*Try it*: Given the records below, would you repeat exactly the lines that begin at the one containing "Target: green leafy plant" and end at the one containing "Target: metal bar stool leg", inclusive?

[Information shown]

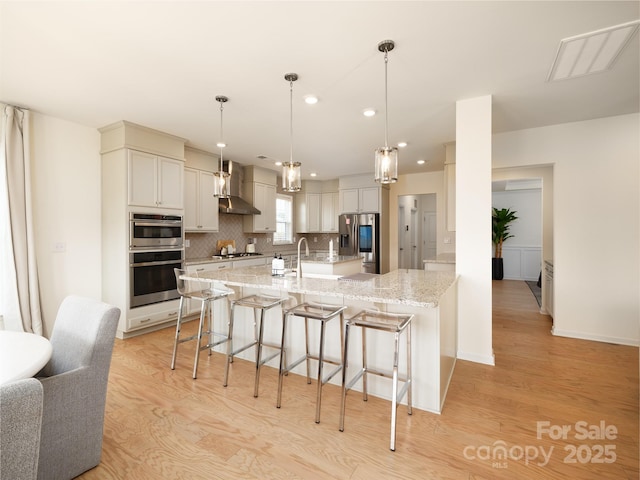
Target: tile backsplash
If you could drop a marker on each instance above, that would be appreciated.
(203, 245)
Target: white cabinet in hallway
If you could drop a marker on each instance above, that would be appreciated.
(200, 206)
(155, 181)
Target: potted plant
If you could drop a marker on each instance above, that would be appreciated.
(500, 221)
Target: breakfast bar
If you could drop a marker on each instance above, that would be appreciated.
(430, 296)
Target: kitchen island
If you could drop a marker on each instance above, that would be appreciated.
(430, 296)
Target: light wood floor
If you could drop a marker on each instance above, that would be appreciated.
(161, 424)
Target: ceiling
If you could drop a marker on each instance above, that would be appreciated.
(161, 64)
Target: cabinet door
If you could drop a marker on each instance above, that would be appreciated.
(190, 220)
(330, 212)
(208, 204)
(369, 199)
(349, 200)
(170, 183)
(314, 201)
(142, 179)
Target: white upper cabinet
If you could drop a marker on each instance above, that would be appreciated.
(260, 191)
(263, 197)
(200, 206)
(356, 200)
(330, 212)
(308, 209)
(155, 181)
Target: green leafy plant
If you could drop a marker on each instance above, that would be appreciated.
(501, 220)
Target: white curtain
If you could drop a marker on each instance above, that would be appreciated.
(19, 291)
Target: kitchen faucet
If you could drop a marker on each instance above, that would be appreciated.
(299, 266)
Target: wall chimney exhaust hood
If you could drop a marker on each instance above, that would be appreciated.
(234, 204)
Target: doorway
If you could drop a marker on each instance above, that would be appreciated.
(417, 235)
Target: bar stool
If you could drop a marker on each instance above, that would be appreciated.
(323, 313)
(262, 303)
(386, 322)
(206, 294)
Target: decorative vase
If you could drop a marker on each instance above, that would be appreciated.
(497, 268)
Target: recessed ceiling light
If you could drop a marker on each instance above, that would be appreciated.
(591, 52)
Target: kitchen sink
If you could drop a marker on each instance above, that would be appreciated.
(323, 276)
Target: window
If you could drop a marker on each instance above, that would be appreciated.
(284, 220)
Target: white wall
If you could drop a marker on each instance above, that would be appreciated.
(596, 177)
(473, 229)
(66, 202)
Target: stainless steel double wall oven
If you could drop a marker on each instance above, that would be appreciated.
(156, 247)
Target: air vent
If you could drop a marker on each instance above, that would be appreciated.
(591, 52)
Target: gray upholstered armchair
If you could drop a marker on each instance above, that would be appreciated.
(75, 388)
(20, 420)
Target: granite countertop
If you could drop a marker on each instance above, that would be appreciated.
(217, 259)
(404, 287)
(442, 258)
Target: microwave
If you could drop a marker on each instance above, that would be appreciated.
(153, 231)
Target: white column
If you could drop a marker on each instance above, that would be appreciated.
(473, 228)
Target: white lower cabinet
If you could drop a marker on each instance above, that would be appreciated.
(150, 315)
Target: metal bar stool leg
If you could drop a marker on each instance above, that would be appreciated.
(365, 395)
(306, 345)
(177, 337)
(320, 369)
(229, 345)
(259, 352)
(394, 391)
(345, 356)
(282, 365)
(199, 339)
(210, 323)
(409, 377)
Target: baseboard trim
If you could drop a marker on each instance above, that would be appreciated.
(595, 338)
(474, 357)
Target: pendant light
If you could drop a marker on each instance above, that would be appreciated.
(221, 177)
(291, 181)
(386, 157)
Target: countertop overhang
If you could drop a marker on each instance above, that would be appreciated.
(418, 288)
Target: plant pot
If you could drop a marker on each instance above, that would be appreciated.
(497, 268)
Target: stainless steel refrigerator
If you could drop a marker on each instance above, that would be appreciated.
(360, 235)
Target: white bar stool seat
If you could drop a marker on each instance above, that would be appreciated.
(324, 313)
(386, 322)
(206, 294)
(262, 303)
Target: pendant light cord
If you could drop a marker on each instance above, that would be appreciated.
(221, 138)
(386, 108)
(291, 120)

[/Information shown]
[Information shown]

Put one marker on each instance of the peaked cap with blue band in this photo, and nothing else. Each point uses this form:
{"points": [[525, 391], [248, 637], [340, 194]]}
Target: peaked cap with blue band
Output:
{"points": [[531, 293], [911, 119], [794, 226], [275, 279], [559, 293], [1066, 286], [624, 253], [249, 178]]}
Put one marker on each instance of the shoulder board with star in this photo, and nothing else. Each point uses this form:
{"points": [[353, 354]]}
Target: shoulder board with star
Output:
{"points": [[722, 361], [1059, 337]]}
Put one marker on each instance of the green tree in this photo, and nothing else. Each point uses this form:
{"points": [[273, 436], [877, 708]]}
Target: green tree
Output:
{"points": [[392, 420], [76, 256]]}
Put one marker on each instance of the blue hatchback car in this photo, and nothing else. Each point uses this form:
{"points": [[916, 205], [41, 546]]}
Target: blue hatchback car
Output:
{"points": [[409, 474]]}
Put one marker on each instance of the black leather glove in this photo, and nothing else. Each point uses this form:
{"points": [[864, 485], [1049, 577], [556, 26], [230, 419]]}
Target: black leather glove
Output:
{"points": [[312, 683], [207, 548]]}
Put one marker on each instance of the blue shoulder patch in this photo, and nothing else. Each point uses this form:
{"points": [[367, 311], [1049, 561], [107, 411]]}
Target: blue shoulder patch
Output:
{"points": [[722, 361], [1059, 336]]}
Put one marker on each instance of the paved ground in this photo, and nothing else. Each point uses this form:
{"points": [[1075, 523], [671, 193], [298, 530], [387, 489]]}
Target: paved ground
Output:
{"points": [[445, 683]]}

[/Information shown]

*Exercise result*:
Target: green leafy plant
If you could drop a marker on each instance above, that would be appreciated.
(501, 220)
Target: white curtain
If you could drop a marker on each instance above, that would be appreciated.
(19, 291)
Target: kitchen faucet
If you could drop a marker on each instance above, that would be appreciated.
(299, 266)
Target: wall chimney exhaust hood
If you could drop a marker on each instance above, that would be appreciated.
(234, 204)
Target: doorway
If you could drop a marker on each instance above, that would be appreciated.
(417, 235)
Target: bar stool
If you could drop a marker on each instance above, that would be appreciated.
(323, 313)
(262, 303)
(386, 322)
(206, 294)
Target: decorative vase
If you could drop a marker on each instance above, that would be appreciated.
(497, 268)
Target: recessed ceiling light
If you could drop a marker on each instance above, that would be appreciated.
(591, 52)
Target: kitchen sink
If you could drop a marker on each instance above, that would be appreciated.
(323, 276)
Target: window
If you could drop a marker on each instance above, that would be appreciated.
(284, 220)
Target: white wall
If you could drop a marker on each instance above, that would be appreciated.
(596, 177)
(473, 229)
(66, 202)
Target: stainless steel double wall oven
If you could drop a marker on each instance above, that would be appreciated.
(156, 247)
Target: air vent
If you could drop a marker on each instance above, that would be appreciated.
(591, 52)
Target: gray upholstered armchair
If you could drop a marker on each instance above, that would be appreciated.
(75, 388)
(20, 420)
Target: granite countertop
If you could drop a marker on each instance above, that would be appreciated.
(217, 259)
(404, 287)
(442, 258)
Target: microwave
If you could drop a marker on each instance above, that would be appreciated.
(153, 231)
Target: white column
If you could drop a marker on each instance above, that would be appreciated.
(473, 228)
Target: white lower cabinet
If you could drop a marker on each instance above, that would be appreciated.
(150, 315)
Target: metal bar stool leg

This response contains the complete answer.